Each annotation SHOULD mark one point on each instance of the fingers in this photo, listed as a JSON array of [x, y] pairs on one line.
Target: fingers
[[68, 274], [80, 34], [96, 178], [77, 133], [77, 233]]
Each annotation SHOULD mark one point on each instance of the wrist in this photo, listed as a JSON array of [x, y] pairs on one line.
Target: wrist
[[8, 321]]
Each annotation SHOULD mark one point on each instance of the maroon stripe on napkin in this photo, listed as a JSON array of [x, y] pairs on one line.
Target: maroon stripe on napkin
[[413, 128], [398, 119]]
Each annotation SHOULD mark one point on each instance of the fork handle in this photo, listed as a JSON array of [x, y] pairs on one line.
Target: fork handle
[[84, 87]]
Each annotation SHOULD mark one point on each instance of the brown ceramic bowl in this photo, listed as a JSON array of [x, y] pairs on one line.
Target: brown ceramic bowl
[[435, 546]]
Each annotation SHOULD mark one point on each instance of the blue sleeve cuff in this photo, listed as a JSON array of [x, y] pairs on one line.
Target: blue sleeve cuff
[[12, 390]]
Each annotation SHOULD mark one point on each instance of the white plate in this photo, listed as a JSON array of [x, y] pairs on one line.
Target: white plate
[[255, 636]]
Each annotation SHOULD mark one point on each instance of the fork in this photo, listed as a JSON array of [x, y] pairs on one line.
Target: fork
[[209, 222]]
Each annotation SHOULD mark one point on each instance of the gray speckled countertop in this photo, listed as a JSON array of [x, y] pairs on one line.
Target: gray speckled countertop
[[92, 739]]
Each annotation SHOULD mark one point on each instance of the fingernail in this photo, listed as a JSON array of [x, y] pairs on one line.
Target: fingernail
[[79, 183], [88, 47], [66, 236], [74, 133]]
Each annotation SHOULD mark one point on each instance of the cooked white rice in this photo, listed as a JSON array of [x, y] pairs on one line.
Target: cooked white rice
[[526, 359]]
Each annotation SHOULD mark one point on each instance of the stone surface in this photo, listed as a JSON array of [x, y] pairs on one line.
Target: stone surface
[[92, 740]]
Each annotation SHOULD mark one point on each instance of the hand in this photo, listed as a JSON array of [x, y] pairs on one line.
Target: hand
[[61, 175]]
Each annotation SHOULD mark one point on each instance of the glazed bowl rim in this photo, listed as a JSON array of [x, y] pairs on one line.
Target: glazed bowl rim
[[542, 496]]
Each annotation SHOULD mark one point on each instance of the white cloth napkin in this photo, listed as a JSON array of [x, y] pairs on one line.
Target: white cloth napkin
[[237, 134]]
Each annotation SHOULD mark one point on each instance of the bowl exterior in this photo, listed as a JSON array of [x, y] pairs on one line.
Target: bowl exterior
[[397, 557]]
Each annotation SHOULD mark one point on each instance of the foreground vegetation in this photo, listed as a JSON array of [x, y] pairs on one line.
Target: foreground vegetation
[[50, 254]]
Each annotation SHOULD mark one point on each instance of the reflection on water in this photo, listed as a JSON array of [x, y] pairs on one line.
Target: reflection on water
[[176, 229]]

# What you have to do
Rescale the records from the line containing "the white plate" down through the line containing "[[92, 740]]", both ends included, and give only those lines again, requests and all, unchanged except for the answers. In each answer, multiply every point coordinate by 1.8 and round it to a whole number, rounding halves up.

# Answer to this task
Each annotation SHOULD mark one point on each instance of the white plate in this photo, listed as a JSON array of [x, y] pairs on one line.
Target: white plate
[[459, 1145]]
Each annotation SHOULD mark one point on each instance of the fork in this photo, listed as a JSON array of [x, y] pairs on one line.
Target: fork
[[376, 400]]
Each annotation SHOULD mark one point on each instance of the gray speckled countertop in this photo, listed as a JSON array of [x, y] pairs on one line.
Target: gray speckled countertop
[[166, 1330]]
Each annotation SHOULD mark one point on each instance of the fingernail in this photo, listed as a JSON array of [x, y] pairs on one line.
Target: fingernail
[[142, 329], [158, 85], [119, 425], [133, 239]]
Each annotation SHOULD mark one point on each instance of the cooked white rice in this photo, listed as a JSON array of [x, y] pairs on one line.
Target: cooked white rice
[[947, 646]]
Each annotation SHOULD mark one point on each instance of the stone surface in this photo, listed as a JSON array of [x, y] pairs on one line.
Target: stone surface
[[166, 1332]]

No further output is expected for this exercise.